§ **Given problem**
Write out the lines below word for word, omitting the pictures.

§ **Data to use**
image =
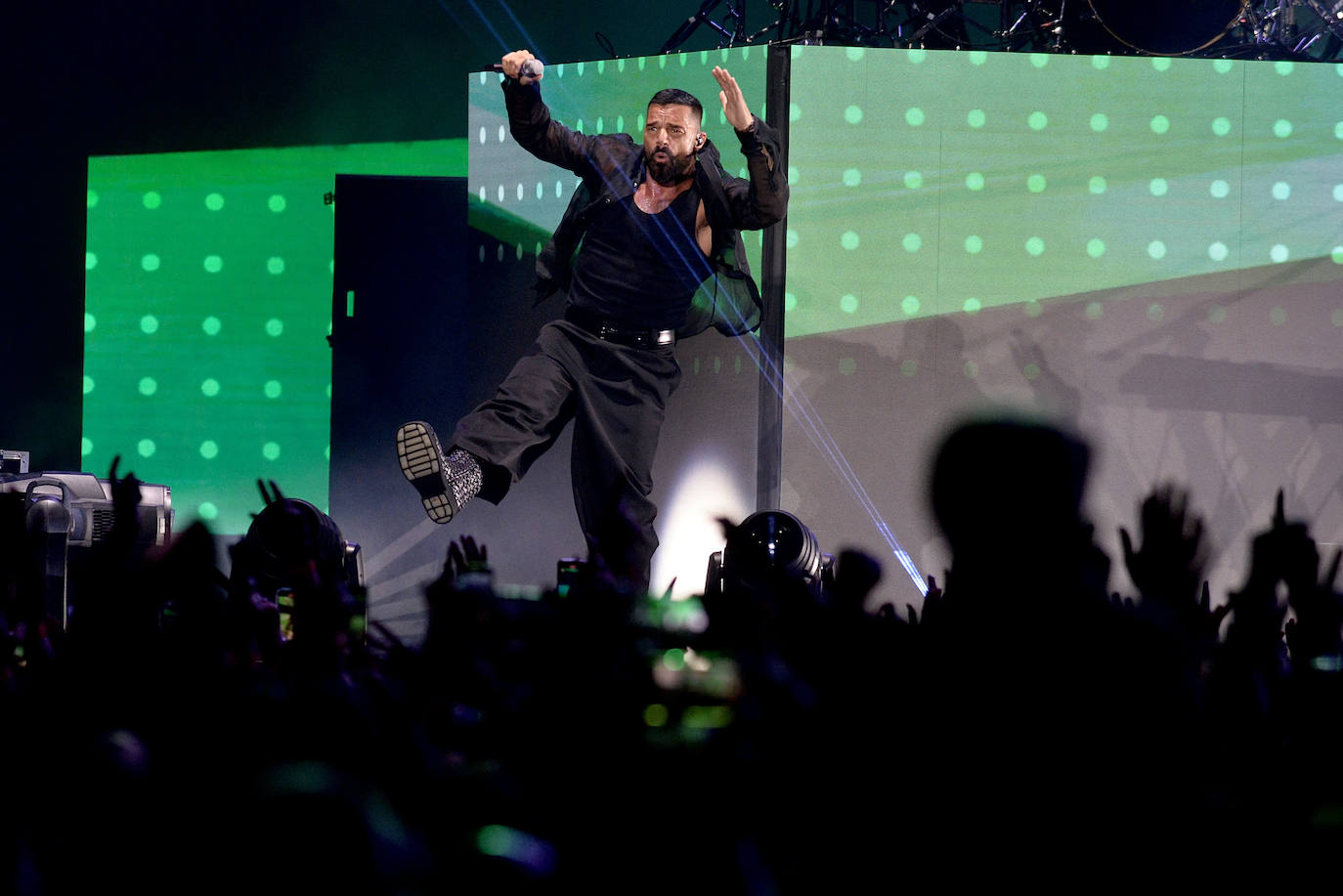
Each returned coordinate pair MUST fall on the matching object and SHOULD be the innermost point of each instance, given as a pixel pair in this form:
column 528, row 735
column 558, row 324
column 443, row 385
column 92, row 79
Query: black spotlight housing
column 765, row 545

§ **Exercise response**
image =
Each returned coordinate pair MUST fall on the matching object and SHOULD be the innermost point of each instance, given as a pixel pair in this form:
column 528, row 735
column 558, row 324
column 443, row 385
column 92, row 79
Query: black spotlight housing
column 765, row 545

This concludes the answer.